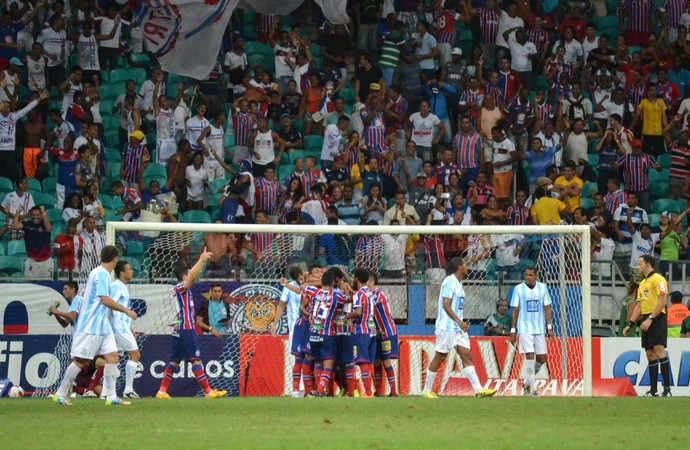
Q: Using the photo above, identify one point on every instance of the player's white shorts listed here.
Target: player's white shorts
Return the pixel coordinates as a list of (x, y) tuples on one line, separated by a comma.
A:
[(87, 346), (448, 340), (532, 343), (164, 151), (126, 342)]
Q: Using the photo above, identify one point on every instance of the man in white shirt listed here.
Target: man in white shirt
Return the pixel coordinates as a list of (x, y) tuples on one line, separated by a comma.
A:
[(332, 141), (522, 52)]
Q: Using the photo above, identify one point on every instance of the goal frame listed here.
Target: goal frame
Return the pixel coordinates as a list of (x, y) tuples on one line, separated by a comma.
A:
[(582, 230)]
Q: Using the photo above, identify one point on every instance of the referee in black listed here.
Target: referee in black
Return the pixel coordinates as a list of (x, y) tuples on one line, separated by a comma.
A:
[(651, 307)]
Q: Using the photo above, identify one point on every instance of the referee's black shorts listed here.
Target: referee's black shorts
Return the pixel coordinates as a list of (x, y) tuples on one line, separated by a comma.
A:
[(656, 334)]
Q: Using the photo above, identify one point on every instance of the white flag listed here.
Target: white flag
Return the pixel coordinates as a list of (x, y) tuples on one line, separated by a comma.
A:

WHAT IS REQUIRED
From the material above, copy everything exactly but the pictures.

PROBLEM SOLUTION
Q: Using the photo above, identify one point on every instance of the player's white shorts listed here.
Target: player's white shorts
Return the pixel coordinates as a list of (x, y) tuples on one line, separated by a comma.
A:
[(87, 346), (448, 340), (532, 343), (164, 151), (126, 342)]
Q: Using the photo above, identify one point on every instance of the man in white shirt listed here.
Target: man in white shirt
Return the pixel coordinates as a list of (x, y) tuples on one line, separated by a comma.
A:
[(332, 141), (522, 52)]
Q: Using the photo above, identify one point on every instance of the goal frame listed here.
Target: goal frame
Return the pixel coordinates as a list of (x, y) tuples on one line, separated by a comma.
A:
[(582, 230)]
Q: Using the photo above, identify one point on every instance of the referee in black listed here.
Target: referee in black
Return the pixel coordinates as a list of (x, y) tuples on one line, separated by a comma.
A:
[(651, 307)]
Q: Using the photo above, identify one point on every instance of the referee's black shorts listed here.
Target: referee's black shorts
Return the pixel coordinates as a list of (x, y) tuples on one line, separated by a comma.
A:
[(656, 334)]
Q: Using the photo above, identify one point on every instance of the white flag listed here.
Target: white flag
Return the pixel coordinates as a list of (x, y) tuples on one line, separated by a comma.
A:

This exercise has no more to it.